- **EXERCISE OBJECTIVE**
Could you recast the data below as a numbered list, starting at the line that contains "Keypoint placement for each instance of the gymnasium" and running through the last line, with blank lines left out?

Labeled point records:
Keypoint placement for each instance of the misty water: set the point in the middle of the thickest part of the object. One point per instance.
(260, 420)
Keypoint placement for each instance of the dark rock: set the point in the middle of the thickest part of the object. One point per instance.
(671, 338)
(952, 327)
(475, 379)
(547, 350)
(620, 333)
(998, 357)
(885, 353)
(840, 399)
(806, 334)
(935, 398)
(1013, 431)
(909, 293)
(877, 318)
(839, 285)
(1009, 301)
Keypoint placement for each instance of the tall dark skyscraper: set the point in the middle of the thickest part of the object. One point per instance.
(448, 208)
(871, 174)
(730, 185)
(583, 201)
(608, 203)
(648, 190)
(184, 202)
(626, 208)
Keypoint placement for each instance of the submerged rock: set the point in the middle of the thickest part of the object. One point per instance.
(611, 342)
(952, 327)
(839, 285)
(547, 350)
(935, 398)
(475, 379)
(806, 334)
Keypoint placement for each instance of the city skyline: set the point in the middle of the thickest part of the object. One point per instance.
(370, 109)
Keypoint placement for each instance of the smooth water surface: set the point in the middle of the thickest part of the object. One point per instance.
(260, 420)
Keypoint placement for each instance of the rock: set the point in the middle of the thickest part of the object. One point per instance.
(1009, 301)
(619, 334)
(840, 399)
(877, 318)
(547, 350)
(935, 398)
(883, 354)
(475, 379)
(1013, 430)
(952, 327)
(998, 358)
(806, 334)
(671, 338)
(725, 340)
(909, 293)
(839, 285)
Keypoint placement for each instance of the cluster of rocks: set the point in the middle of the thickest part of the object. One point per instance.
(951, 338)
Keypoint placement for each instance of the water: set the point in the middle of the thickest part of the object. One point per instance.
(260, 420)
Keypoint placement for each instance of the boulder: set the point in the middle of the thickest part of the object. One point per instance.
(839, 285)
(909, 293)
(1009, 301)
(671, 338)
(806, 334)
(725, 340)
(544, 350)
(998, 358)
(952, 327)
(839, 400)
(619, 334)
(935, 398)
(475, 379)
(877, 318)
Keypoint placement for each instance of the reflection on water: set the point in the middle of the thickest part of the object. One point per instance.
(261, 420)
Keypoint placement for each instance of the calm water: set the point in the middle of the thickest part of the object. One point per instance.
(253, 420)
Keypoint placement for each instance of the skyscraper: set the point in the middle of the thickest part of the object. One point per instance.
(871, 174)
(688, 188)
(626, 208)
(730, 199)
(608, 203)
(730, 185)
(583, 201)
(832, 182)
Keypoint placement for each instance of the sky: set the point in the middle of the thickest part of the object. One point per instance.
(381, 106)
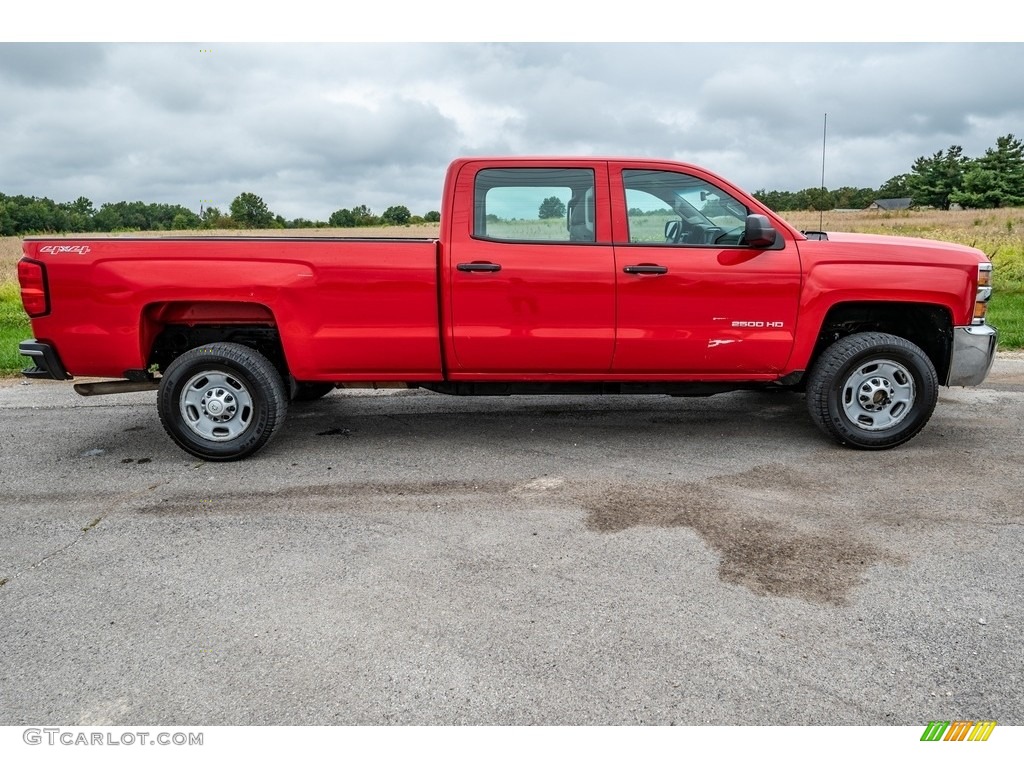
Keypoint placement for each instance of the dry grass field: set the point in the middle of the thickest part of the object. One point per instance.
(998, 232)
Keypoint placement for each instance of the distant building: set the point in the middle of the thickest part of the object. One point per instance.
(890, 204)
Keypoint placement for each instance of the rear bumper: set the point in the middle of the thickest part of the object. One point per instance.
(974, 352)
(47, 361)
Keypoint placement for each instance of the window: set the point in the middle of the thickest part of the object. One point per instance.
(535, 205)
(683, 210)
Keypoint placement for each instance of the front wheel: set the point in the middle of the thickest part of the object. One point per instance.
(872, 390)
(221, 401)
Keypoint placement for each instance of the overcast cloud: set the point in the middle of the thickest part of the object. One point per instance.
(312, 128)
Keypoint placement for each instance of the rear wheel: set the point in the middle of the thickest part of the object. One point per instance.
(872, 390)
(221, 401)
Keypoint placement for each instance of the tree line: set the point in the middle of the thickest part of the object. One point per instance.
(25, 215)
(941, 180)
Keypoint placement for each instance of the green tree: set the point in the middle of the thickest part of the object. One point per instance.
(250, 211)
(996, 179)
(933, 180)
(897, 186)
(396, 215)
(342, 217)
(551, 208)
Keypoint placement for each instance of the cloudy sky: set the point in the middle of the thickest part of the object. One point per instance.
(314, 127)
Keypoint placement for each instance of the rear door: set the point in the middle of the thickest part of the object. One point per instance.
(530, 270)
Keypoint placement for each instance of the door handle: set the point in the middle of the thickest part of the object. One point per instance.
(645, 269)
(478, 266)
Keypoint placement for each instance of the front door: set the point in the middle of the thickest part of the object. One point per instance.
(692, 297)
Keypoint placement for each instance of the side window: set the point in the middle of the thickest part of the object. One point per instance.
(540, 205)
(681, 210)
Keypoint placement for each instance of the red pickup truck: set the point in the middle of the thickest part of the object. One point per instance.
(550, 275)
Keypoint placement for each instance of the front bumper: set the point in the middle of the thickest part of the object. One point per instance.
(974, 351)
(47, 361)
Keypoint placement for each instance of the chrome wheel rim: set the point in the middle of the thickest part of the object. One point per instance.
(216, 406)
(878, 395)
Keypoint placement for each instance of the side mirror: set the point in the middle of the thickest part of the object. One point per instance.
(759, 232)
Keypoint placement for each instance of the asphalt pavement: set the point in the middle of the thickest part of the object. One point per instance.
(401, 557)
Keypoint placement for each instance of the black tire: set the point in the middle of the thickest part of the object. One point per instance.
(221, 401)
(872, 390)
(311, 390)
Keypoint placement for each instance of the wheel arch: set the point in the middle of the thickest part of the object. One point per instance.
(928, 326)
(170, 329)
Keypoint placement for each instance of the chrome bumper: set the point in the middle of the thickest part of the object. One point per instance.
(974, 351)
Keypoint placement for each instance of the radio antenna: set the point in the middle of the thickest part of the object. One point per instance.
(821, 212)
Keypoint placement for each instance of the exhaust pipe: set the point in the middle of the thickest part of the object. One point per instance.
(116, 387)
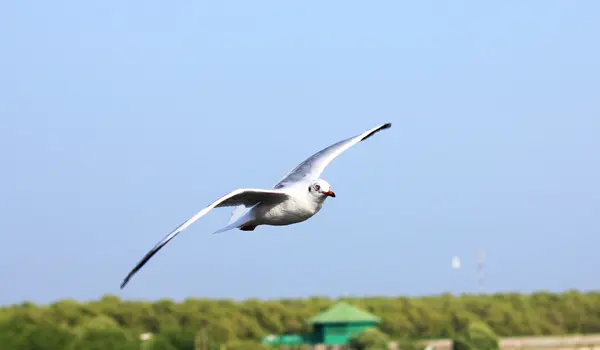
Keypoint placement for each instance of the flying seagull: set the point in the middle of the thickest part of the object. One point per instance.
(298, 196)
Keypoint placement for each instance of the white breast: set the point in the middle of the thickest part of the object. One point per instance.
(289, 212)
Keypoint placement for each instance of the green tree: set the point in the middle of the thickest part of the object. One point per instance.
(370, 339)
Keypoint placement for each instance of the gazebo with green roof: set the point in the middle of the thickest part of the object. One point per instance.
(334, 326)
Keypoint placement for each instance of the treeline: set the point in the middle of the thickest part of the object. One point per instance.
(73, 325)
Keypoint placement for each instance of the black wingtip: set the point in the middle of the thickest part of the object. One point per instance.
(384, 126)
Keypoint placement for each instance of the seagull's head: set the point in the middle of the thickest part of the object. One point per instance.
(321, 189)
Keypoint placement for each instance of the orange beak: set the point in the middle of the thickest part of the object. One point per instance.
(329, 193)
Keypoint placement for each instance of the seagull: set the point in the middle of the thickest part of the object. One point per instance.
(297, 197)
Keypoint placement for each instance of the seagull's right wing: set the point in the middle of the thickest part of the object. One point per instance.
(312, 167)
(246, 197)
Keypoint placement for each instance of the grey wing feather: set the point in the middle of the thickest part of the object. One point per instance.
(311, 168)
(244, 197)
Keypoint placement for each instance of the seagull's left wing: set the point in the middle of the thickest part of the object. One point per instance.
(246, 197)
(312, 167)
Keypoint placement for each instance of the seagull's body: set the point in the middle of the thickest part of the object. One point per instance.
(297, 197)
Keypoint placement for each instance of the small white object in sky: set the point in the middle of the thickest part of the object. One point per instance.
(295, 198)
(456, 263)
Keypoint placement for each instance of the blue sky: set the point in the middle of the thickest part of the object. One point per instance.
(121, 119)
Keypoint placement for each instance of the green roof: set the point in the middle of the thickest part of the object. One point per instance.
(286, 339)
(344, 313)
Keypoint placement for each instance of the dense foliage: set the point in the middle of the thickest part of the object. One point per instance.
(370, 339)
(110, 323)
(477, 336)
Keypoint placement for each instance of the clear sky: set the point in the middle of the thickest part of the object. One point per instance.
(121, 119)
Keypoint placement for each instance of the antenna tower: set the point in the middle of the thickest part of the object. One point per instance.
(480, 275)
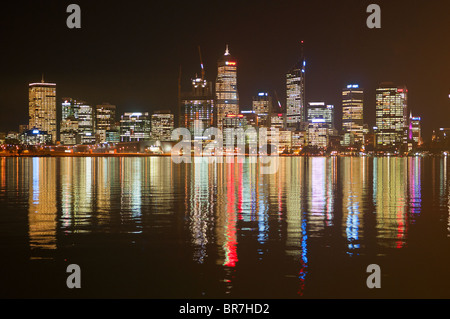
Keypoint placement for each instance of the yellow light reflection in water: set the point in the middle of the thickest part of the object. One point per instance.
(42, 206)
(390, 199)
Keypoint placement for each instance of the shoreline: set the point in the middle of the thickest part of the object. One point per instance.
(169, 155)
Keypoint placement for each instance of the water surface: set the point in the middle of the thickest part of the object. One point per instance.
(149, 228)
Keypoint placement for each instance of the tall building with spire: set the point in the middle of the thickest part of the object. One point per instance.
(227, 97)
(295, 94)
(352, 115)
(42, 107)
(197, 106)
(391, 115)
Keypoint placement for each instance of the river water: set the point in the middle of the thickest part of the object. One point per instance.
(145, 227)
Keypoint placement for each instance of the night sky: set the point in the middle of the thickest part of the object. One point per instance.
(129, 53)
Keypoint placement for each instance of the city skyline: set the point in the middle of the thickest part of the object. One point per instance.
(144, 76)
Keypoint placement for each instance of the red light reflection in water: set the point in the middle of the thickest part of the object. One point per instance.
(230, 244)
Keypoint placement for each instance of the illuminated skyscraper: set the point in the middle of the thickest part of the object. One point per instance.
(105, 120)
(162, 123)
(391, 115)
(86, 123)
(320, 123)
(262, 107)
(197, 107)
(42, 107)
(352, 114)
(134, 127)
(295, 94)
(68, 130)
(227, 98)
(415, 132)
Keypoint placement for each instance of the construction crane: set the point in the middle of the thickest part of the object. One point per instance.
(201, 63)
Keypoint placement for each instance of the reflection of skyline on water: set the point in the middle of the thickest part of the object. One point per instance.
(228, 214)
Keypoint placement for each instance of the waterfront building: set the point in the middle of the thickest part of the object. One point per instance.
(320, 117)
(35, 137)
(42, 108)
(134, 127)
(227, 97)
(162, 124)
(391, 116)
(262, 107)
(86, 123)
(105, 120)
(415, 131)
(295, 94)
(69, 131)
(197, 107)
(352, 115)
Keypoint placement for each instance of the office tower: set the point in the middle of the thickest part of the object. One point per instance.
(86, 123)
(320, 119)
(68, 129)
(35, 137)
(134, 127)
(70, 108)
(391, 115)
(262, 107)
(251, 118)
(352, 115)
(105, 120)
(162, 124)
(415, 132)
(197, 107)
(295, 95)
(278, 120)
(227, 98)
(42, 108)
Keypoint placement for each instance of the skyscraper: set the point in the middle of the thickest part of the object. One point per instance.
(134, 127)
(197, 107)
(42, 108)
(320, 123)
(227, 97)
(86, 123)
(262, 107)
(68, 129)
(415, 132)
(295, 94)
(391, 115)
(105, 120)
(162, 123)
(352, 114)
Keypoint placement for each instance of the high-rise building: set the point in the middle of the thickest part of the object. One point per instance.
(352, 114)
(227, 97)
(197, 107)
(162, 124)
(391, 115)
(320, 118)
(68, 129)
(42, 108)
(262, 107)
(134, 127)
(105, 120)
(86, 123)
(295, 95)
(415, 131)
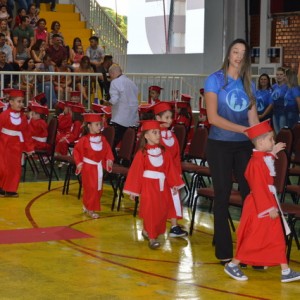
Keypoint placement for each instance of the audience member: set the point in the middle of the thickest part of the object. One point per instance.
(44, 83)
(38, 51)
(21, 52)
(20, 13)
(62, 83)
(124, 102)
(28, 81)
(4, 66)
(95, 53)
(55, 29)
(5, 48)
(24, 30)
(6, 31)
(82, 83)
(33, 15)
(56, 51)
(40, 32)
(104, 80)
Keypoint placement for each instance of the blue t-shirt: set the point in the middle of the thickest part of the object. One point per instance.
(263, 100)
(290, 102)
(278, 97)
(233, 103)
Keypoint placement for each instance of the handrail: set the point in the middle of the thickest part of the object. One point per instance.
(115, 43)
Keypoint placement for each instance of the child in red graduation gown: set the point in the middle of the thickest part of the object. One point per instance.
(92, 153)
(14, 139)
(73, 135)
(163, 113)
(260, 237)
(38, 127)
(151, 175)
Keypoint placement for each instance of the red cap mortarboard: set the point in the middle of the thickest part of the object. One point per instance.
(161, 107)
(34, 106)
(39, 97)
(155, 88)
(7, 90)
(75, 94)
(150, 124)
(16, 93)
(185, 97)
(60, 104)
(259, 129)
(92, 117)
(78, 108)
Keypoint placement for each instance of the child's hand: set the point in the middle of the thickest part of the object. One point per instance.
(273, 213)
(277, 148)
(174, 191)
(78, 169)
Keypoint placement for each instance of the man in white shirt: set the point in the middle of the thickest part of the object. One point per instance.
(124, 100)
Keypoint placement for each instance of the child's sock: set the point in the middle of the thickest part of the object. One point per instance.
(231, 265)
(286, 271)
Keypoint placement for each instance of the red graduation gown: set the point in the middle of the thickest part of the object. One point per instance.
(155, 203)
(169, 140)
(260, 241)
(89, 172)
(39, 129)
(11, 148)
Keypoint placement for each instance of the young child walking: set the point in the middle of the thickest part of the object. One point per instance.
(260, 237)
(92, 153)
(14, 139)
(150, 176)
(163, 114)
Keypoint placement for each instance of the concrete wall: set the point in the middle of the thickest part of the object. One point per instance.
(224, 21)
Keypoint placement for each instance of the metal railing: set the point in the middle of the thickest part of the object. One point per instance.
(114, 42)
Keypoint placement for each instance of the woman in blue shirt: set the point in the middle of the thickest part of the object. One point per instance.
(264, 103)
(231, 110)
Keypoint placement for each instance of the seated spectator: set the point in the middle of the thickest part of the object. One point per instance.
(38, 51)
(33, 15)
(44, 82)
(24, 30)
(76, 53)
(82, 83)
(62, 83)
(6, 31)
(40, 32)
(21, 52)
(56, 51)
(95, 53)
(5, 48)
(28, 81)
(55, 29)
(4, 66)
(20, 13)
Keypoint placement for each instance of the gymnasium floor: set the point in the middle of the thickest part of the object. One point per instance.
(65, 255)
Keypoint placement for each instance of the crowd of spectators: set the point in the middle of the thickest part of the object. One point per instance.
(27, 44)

- **FINISHED EXERCISE**
1. Keypoint placement for each instance of the gymnasium floor: set the point in the middle of the thickest part of the object. One point per instance.
2. (65, 255)
3. Keypoint placement for each instance of the crowd of spectators: set the point in the middle of the thickest part of the object. One point per instance.
4. (27, 44)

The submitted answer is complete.